Task item ::
Locate every line in the records below that contains the word "ceiling", and copy each one.

Input material ::
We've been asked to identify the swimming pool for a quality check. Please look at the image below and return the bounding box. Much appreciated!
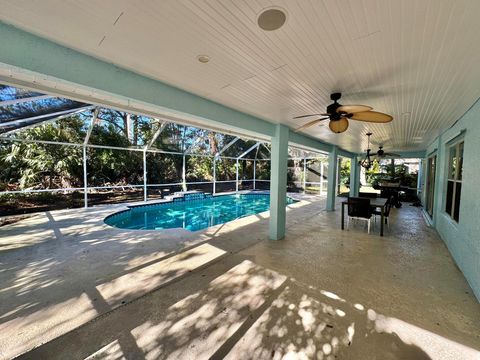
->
[105,193,296,231]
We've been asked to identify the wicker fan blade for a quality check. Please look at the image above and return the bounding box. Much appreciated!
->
[385,152,401,157]
[350,111,393,123]
[293,113,330,119]
[336,105,373,113]
[295,117,329,132]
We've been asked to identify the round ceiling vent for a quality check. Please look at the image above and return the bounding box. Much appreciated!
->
[257,7,287,31]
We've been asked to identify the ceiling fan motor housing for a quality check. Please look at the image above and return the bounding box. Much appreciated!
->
[327,93,346,120]
[327,102,342,121]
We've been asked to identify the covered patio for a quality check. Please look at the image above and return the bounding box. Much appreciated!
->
[1,196,479,359]
[0,1,479,359]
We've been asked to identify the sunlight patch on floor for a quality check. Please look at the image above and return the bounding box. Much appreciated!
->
[371,311,480,360]
[84,339,126,360]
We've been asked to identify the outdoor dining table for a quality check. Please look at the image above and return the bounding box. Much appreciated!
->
[341,198,387,236]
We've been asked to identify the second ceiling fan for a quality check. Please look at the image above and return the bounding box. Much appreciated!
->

Answer ::
We've been asked to identify the round ceiling vent for a quality check. Please look at the image above and return the bounding box. Much appreciated!
We've been asked to identify the ceiling fan motor housing for a quality check. Please look at the image above and return the bounding box. Much appreciated!
We've been asked to identify the second ceiling fan for a quality check. Please look at the image above and return the bounding box. Much appreciated!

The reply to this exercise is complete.